-- Information supplied --
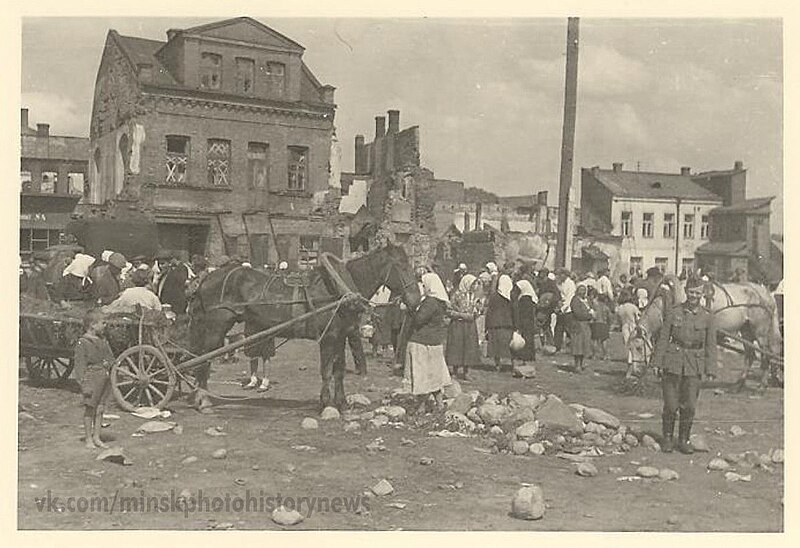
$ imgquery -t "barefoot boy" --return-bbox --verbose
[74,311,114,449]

==

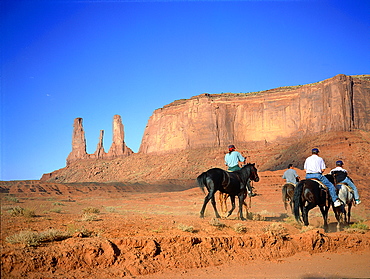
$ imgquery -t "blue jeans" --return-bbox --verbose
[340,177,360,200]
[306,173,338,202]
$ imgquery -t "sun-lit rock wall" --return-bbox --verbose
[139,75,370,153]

---

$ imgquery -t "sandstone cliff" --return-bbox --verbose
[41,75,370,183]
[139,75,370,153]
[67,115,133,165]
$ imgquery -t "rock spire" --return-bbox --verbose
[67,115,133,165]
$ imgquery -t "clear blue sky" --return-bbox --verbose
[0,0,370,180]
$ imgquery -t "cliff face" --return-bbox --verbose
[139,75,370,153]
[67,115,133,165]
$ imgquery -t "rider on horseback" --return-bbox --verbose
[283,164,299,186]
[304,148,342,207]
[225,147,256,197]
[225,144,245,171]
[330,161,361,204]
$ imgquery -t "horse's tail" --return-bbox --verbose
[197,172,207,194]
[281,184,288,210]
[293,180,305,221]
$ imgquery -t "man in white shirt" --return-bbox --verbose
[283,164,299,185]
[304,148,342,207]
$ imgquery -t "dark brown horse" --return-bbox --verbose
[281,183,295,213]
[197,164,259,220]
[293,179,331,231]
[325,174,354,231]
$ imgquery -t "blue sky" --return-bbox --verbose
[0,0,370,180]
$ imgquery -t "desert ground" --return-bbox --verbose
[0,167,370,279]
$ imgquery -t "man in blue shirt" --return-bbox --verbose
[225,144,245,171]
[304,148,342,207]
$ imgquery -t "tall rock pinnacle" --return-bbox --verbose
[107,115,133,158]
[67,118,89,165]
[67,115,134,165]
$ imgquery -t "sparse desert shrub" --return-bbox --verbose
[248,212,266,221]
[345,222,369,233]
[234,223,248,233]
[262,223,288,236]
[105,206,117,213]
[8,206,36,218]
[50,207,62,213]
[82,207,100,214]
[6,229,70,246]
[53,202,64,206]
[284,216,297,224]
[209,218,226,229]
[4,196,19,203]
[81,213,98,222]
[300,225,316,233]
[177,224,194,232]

-- Exercise requirements --
Which lines of the data above contain the string "rock"? Show each such line in full, and treat uppercase and lowercase letters as different.

-- The answer --
$ imgquery -t "sun-lit rock wall" --return-bbox --verbose
$ imgquery -t "rock spire" --return-bbox --verbose
$ imgquery -t "tall rock pinnacle" --return-bbox --verbose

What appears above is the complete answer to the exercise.